**REQUIREMENTS:**
Repeat verbatim the lines of the data below, beginning with the line containing "Where can you spot the yellow" and continuing to the end.

Stored dataset items
* BEGIN *

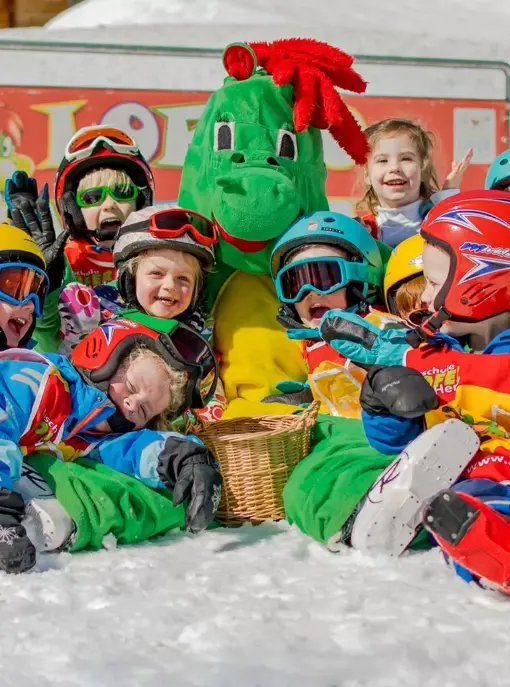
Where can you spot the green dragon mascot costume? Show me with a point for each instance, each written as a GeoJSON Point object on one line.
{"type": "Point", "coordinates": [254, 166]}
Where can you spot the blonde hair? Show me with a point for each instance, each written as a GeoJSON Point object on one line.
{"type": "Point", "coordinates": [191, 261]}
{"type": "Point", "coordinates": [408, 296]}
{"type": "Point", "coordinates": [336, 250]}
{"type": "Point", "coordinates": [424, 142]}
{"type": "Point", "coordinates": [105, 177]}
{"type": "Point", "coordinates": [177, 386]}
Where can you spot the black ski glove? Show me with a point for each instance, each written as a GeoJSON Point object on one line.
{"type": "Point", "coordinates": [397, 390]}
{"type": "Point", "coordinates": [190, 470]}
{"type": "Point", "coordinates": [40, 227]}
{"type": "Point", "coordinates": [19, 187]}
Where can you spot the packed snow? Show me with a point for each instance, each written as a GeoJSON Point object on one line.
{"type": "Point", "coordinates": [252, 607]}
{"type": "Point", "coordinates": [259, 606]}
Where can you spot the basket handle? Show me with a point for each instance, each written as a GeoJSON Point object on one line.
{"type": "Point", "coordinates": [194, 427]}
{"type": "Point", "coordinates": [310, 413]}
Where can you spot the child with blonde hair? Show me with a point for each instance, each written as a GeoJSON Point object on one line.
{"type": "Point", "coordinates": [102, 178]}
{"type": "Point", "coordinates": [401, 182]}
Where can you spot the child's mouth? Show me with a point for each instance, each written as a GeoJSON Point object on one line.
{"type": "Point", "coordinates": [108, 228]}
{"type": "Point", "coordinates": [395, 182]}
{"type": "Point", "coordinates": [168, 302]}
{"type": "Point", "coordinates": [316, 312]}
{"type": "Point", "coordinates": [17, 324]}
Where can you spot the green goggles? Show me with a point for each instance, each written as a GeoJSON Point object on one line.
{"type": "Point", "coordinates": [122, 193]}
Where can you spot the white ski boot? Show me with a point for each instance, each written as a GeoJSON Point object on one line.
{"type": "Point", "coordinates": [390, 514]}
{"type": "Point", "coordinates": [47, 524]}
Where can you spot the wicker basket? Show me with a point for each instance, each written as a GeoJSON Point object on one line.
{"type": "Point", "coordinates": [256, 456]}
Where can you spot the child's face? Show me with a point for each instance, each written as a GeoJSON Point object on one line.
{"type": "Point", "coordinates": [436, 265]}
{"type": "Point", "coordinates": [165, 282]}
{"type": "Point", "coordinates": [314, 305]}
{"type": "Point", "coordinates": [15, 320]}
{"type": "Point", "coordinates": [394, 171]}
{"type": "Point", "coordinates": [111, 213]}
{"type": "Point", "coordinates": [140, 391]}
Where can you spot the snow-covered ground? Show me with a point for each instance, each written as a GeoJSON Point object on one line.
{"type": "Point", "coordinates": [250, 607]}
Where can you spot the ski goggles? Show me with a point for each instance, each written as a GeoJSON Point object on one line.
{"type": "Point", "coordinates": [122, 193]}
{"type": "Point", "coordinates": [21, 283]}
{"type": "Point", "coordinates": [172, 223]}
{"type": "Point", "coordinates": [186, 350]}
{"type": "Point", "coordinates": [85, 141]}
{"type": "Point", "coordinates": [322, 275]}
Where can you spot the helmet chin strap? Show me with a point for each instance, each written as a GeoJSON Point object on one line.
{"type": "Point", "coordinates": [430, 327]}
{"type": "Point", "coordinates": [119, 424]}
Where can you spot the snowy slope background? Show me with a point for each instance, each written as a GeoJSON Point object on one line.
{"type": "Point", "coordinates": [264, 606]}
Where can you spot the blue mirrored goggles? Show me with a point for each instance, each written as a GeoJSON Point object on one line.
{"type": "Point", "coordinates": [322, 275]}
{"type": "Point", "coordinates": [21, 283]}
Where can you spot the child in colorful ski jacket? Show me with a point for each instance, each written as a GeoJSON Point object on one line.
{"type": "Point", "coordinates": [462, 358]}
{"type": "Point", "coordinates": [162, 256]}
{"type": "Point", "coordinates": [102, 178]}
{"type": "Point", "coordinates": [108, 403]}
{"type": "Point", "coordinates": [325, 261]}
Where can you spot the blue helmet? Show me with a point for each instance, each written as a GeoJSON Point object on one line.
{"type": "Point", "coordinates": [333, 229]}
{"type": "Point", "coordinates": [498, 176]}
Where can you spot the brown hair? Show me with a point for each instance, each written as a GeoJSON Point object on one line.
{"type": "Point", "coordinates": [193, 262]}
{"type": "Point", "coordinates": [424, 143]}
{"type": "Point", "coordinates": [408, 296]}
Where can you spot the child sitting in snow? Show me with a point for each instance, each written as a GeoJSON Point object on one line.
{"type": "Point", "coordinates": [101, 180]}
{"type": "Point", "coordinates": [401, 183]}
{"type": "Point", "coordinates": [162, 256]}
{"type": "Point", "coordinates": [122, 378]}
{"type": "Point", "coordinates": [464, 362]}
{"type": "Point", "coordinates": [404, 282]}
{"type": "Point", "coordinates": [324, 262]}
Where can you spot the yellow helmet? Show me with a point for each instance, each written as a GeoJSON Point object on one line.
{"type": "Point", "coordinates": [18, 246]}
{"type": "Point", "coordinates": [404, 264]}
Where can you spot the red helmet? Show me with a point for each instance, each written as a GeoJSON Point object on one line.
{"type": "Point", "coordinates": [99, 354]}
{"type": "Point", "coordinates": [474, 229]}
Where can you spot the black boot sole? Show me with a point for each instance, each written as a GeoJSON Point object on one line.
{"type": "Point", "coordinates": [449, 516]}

* END *

**SOLUTION FOR THIS EXERCISE:**
Where can you spot the yellow helmet? Show me with a point for each instance, each written as a GeoJSON Point object on one line.
{"type": "Point", "coordinates": [18, 246]}
{"type": "Point", "coordinates": [404, 264]}
Where can you spot the red helmet? Show me with a point for each instance, each written as a GeoJSON Point object on one line.
{"type": "Point", "coordinates": [99, 354]}
{"type": "Point", "coordinates": [474, 229]}
Where can you spot the black boot sole? Show me with a point for each instance, each written as a GeoJSON Point object on one line.
{"type": "Point", "coordinates": [449, 516]}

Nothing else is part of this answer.